Supplied text -
--- start ---

# More than 1 rooster



## Mother Hen (May 10, 2017)

This Sat I'm going to be getting 2 roosters. One is a BO and the other is an Easter egger. There is already one, Rhode Island Red rooster here and he has been the only one since 2014. Am I looking at any kind of issues/problems? If so, what would they be? Also if problems/issues arise, is there a way I could try to get past them without too much difficulty (or losing a rooster)?


----------



## oldhenlikesdogs (May 10, 2017)

How old are theses roosters? You are definitely going to have troubles bringing in adults.


----------



## Mother Hen (May 10, 2017)

The roosters I'm going to be getting are still babies only about 12 weeks old.


----------



## oldhenlikesdogs (May 10, 2017)

Mother Hen said:


> The roosters I'm going to be getting are still babies only about 12 weeks old.


Those aren't quite babies anymore. We're they raised together? If they were they may stick together and cause problems down the road for your older rooster.

How big is your set up? And how many hens do you have?

What are your integration plans?


----------



## Mother Hen (May 10, 2017)

I have about 40 hens
 Yes, the 2 roosters I'm getting were raised together.
 The chicken coop is a nice size. Last year we we're able to put in a brooder box when we got new chicks and still had plenty of room which aren't chicks anymore ( little over a year now) and the brooder box got taken out. The chickens I have are free range during the day so they are all over the property.
 I have a family member that stays on the property with me and knows how to integrate the new ones to the old ones. Yes, he knows about 1 rooster not the other one even though when I first mentioned I was getting a rooster given to me I hinted to the fact there may be two.


----------



## oldhenlikesdogs (May 10, 2017)

You may have no troubles, and you may have no troubles until next spring when the new boys are really maturing.

 It can be better to keep more than 2 roosters to disperse any aggression. If down the road you find them making trouble as a pair you can separate them temporarily. You can also remove one, or both if they become trouble.

I basically manage my maturing roosters if they need it, not all do, by penning and releasing for various lengths of time. Some can be a pain their first year or two, others a good from the start.

You will just have to see how it goes. My BO roosters are good roosters, and are one of my favorite breeds.


----------



## mustangrooster (May 10, 2017)

@oldhenlikesdogs has basically covered everything and given some good advice, so there's not much left for me to say. 

Basically, since they are raised together, and there is a lot of hens, I don't see any problems occurring---yet. It all depends on the maturing stage. 

I have roughly 12 roosters and 6 cockerels. So I have 18  boys altogether, no I'm not joking.

The majority of them were raised together, apart from 6 of them. They aren't best buds, and I don't think they ever will be, but they don't kill each other. You have to be really careful on how you introduce adult male roosters to one another. If you just put two mature roosters in the same coop that have never met one another, they will fight and they CAN kill each other.

As for the cockerels, I notice as the boys start to mature, the "best buds" phase starts to pass. Whilst they won't necessarily kill each other, you might notice little (or big) fights for dominance, them chasing one another away etc, and eventually, you'll see which one is the head rooster. Well, this is what I have noticed with mine.

--- end ---

[Raw listing]
--- start ---

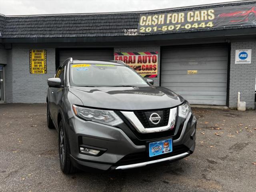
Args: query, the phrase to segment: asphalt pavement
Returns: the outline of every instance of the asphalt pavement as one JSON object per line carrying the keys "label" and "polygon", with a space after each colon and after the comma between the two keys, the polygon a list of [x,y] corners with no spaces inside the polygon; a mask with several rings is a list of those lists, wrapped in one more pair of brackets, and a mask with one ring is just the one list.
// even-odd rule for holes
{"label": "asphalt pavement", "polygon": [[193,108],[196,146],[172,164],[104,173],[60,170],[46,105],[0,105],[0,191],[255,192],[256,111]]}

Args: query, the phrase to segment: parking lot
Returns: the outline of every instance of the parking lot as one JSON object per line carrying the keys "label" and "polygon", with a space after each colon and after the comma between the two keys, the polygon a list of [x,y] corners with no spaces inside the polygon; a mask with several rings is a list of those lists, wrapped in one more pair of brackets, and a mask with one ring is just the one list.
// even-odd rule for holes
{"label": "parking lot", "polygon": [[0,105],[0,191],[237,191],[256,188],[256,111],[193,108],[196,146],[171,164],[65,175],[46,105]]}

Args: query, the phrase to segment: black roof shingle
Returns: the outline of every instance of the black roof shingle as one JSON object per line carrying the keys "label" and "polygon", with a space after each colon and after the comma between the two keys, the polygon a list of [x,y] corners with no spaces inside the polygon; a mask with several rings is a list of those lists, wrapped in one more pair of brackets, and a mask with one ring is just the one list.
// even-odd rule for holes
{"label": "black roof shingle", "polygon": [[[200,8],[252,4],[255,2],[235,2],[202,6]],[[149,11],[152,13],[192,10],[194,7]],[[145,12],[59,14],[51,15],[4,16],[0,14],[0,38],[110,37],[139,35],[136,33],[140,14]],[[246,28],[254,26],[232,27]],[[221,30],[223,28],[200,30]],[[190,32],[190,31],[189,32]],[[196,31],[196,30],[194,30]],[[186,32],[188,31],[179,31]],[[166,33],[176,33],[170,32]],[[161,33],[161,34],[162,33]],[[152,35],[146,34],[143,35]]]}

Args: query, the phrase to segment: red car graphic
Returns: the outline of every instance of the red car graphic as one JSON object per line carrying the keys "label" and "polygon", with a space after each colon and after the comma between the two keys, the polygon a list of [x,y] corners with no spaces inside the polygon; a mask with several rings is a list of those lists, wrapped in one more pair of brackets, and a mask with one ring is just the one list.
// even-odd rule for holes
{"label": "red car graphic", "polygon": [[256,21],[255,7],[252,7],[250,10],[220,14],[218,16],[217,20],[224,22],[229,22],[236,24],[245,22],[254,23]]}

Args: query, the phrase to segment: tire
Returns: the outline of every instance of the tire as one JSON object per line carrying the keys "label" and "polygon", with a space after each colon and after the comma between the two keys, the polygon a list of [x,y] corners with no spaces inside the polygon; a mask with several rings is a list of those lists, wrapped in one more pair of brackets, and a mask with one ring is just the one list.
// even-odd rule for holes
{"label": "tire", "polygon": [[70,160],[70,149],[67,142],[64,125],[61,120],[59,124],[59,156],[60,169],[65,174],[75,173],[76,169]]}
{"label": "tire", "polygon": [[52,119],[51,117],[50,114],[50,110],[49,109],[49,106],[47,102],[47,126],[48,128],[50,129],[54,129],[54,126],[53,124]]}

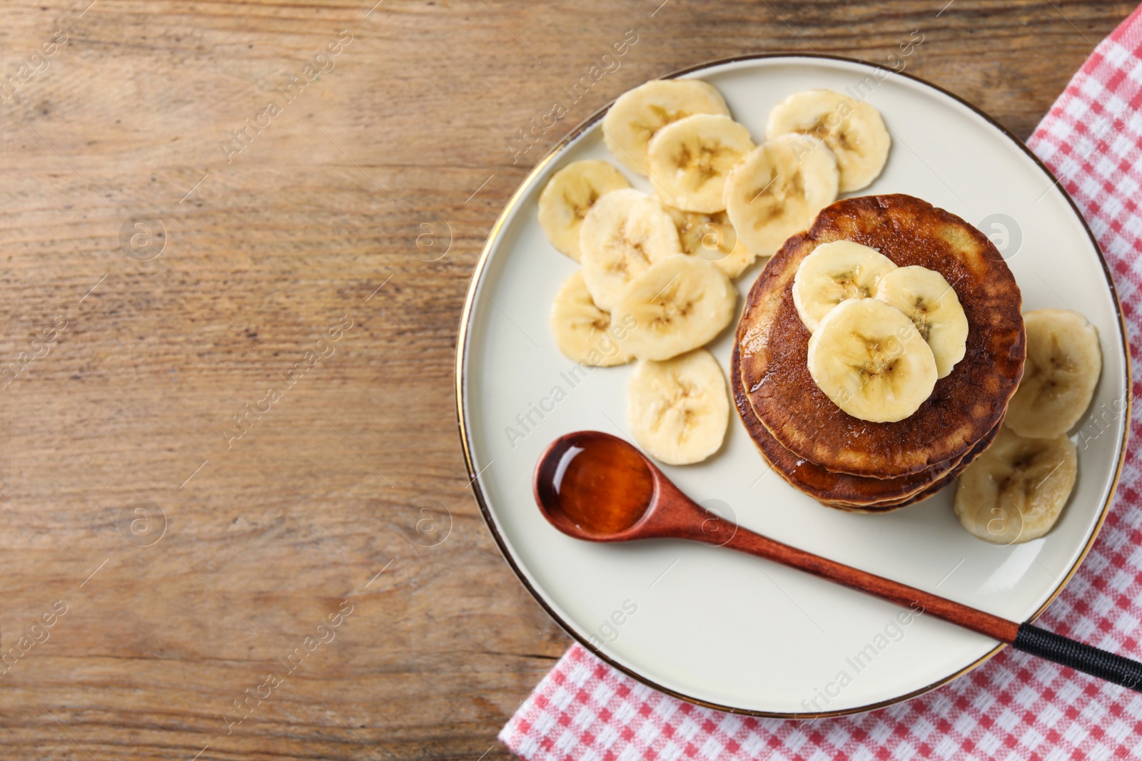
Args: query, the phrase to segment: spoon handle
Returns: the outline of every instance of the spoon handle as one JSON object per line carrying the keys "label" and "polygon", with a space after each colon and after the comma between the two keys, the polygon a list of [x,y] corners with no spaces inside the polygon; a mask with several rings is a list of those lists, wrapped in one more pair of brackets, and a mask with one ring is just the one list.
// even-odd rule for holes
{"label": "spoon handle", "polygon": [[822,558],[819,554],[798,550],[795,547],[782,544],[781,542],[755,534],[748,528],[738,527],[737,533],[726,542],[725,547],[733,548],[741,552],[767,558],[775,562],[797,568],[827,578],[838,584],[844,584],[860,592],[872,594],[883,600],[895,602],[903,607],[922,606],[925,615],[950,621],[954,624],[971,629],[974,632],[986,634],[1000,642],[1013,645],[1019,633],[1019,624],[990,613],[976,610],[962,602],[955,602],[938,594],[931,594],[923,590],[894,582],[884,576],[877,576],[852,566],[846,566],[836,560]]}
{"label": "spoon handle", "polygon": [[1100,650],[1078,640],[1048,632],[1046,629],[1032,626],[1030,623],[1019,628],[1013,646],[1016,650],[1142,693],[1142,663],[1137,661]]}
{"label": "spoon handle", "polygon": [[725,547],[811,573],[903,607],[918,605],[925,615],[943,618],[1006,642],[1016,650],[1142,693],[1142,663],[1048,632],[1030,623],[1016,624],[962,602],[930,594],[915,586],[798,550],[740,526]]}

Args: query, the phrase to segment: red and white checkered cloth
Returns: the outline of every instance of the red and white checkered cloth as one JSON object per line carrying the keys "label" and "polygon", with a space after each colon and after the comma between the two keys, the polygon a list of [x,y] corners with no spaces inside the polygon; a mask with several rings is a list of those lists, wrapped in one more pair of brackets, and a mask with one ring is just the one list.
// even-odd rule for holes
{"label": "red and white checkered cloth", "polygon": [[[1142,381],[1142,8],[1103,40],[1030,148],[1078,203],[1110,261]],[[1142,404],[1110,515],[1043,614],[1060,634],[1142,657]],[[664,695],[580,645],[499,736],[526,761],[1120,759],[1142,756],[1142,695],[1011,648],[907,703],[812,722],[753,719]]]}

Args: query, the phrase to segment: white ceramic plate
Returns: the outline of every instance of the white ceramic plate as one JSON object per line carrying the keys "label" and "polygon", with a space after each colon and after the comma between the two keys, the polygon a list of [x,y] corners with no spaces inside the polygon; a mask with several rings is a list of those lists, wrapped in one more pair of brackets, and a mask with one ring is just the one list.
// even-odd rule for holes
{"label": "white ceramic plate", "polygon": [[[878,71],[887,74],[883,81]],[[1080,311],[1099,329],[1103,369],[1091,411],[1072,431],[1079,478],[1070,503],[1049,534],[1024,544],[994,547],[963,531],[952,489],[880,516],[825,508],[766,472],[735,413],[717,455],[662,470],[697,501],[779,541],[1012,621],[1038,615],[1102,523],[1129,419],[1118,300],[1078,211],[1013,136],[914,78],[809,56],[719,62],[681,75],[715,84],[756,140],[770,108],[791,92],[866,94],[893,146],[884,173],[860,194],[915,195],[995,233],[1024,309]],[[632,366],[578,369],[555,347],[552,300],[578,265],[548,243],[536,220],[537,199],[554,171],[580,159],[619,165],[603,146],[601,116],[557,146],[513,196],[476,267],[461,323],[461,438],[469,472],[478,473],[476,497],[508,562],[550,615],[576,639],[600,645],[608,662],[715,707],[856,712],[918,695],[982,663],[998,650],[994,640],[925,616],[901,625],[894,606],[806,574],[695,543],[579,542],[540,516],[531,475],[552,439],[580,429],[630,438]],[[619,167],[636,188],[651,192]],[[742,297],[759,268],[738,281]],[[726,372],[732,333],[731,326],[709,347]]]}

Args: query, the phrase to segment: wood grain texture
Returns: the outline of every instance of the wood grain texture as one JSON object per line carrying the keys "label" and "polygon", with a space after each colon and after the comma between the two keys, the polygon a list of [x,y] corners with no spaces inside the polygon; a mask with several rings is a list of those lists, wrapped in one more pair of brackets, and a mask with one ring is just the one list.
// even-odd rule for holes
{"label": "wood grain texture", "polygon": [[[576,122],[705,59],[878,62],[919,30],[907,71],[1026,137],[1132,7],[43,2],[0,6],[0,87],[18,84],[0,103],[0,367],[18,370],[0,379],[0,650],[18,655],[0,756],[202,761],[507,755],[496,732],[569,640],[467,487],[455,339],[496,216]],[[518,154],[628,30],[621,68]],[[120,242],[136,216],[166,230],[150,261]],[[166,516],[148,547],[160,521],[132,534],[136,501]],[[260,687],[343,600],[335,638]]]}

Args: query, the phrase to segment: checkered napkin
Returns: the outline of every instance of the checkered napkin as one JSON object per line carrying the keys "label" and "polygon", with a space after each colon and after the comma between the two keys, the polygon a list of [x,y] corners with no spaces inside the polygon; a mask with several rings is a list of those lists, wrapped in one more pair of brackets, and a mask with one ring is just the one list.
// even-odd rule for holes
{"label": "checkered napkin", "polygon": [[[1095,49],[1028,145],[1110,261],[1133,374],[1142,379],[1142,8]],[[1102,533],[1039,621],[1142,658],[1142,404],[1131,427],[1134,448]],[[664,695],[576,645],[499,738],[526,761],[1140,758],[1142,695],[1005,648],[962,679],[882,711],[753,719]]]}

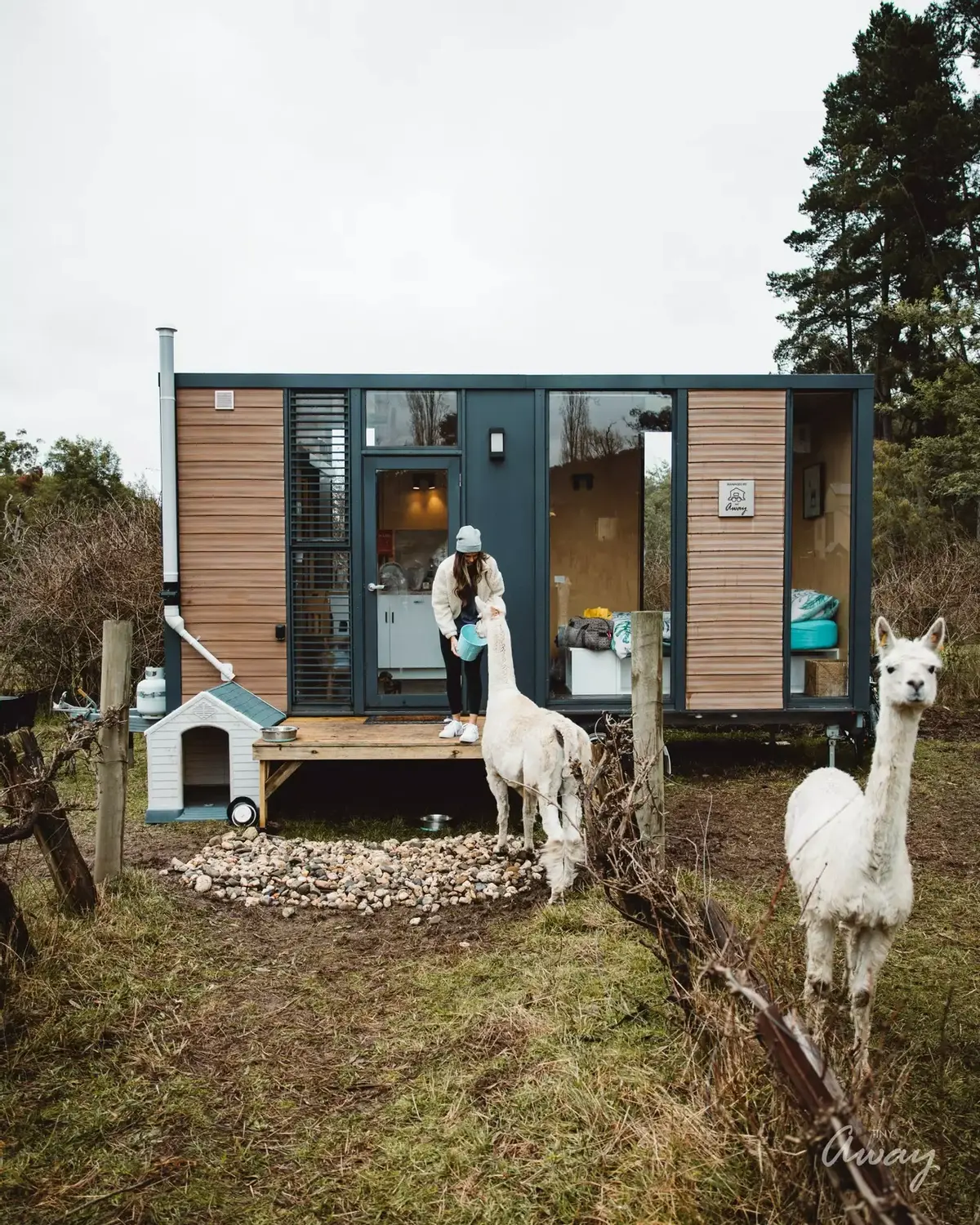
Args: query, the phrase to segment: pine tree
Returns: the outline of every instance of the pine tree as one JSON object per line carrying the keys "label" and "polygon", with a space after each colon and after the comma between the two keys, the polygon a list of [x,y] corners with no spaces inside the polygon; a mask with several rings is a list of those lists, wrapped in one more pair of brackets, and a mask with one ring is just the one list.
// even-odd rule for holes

--- end ---

Exercise objective -
Update the stretch of the rooster thread from "The chicken coop" through "are really maturing.", changing "brooder box" to "brooder pen". The listing has no connection to the rooster thread.

Reply to the task -
The chicken coop is a nice size. Last year we we're able to put in a brooder pen when we got new chicks and still had plenty of room which aren't chicks anymore ( little over a year now) and the brooder pen got taken out. The chickens I have are free range during the day so they are all over the property.
 I have a family member that stays on the property with me and knows how to integrate the new ones to the old ones. Yes, he knows about 1 rooster not the other one even though when I first mentioned I was getting a rooster given to me I hinted to the fact there may be two.


----------



## oldhenlikesdogs (May 10, 2017)

You may have no troubles, and you may have no troubles until next spring when the new boys are really maturing.